Start of Record extracts

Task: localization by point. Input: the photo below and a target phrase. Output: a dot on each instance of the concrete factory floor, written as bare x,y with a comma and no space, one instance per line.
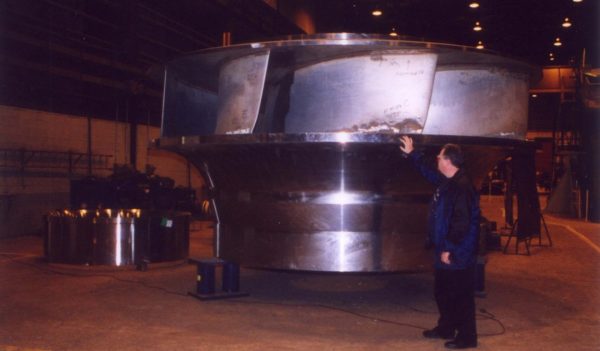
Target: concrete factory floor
547,301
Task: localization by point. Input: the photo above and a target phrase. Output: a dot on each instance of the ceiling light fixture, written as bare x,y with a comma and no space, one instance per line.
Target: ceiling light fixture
557,42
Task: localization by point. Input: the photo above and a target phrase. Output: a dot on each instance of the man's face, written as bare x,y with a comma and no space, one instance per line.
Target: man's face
443,162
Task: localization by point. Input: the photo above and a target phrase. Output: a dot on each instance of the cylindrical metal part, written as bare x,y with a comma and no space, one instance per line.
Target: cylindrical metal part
116,237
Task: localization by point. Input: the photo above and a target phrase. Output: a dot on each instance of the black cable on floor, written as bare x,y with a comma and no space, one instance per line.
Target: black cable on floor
483,315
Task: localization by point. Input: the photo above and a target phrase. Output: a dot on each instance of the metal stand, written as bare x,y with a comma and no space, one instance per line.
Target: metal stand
205,279
527,239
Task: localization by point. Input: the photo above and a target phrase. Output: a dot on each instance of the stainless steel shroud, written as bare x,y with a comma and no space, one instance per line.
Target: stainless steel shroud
298,140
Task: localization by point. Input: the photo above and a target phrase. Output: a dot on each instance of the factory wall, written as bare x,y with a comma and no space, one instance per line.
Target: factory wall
39,182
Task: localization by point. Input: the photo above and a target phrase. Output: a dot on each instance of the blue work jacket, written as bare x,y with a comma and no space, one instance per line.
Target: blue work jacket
453,216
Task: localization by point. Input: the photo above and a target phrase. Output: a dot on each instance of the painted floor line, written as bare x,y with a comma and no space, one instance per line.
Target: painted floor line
578,234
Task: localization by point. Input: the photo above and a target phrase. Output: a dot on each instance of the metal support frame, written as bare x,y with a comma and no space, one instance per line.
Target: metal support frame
527,239
206,279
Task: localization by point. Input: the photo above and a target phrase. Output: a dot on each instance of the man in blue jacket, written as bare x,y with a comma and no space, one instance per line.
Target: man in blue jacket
454,232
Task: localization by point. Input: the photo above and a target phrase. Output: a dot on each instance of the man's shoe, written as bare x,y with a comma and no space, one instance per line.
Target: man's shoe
459,344
436,334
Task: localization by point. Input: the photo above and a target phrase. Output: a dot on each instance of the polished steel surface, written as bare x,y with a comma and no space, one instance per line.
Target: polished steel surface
116,237
341,202
298,142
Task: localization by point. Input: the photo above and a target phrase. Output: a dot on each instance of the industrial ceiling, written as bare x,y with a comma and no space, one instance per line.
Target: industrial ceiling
104,58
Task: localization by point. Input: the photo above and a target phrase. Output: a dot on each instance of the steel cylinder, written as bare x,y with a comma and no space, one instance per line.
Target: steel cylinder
298,141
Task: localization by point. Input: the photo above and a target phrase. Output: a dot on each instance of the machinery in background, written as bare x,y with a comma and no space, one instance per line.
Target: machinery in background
127,218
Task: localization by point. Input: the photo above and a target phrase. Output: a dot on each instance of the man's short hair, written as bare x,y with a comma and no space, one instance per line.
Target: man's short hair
454,154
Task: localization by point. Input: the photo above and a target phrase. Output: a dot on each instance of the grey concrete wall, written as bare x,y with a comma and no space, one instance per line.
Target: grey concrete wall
26,195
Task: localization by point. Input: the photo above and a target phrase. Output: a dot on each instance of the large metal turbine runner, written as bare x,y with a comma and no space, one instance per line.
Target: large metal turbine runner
298,139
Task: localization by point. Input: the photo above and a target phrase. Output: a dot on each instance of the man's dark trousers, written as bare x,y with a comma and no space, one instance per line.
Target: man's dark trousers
455,296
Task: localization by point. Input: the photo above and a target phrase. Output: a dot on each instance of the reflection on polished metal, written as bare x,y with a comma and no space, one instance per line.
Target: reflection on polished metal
298,140
116,237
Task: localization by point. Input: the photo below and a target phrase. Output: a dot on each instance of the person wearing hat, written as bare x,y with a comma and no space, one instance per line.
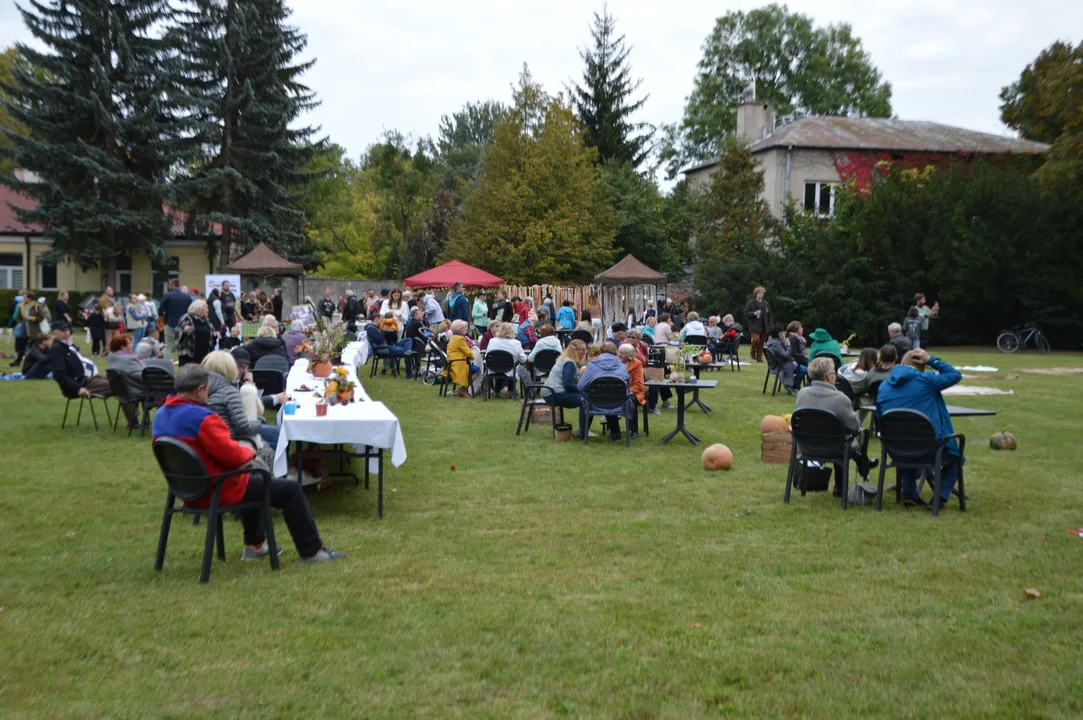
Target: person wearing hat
480,312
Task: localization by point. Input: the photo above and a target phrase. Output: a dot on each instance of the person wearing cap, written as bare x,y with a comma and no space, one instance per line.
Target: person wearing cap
480,312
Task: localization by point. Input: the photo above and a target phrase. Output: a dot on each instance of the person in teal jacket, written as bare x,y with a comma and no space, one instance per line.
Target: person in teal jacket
911,388
822,342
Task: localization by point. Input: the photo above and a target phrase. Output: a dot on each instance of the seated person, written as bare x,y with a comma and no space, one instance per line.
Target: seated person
609,366
798,345
186,417
910,387
76,375
461,374
547,340
149,351
291,338
564,377
693,326
266,342
525,334
856,370
124,361
636,383
822,342
507,341
36,363
821,393
790,372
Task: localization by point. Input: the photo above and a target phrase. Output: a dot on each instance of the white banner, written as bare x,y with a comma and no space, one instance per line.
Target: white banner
214,282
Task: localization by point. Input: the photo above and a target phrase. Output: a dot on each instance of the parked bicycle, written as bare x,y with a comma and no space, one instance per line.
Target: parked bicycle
1008,341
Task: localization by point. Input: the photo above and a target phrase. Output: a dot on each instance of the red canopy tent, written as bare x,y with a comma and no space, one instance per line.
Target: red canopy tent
448,274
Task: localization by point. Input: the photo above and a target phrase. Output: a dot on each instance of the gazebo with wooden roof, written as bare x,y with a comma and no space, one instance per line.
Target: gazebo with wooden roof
628,285
262,261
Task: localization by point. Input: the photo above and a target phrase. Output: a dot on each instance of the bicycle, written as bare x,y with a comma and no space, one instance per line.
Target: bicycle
1008,341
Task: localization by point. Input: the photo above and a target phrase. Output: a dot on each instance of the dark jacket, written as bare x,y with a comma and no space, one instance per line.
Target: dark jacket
173,306
762,323
259,347
66,368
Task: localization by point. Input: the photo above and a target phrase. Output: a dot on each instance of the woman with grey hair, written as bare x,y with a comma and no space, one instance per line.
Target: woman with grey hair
195,337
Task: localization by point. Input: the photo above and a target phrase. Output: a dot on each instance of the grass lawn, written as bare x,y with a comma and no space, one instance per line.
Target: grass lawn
517,577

End of Record extracts

_Task instructions:_ Reproduce, word for word, only the lines from the one that contains "the bicycle, written" through the final line.

_Response below:_
Task: localization by point. Input: the photo above and a target phrase. Output: a dot on each instance of the bicycle, written as bare x,y with a comma and no space, one instance per line.
Target: bicycle
1008,341
Task: localization by point. Input: the photo above and a target phrase. Output: a dot on each instance of the dark jacket, written as bare x,y with a comma and no space, one instance per line.
Target: dark jacket
173,306
762,323
259,347
66,368
Task: localization by point. Input: the photo above and a target phrase. Output: a dot on each instance of the woman with grey hair, written as bare x,y with a comma and no space, one instance per line.
Target: woman with grey hair
195,337
Task: localization by point. Input: the photo above and a target phrase. Output: a dot on each instance of the grass lawn, written as bare x,y with a comma and no space, one instance per line.
Target: grass lawn
517,577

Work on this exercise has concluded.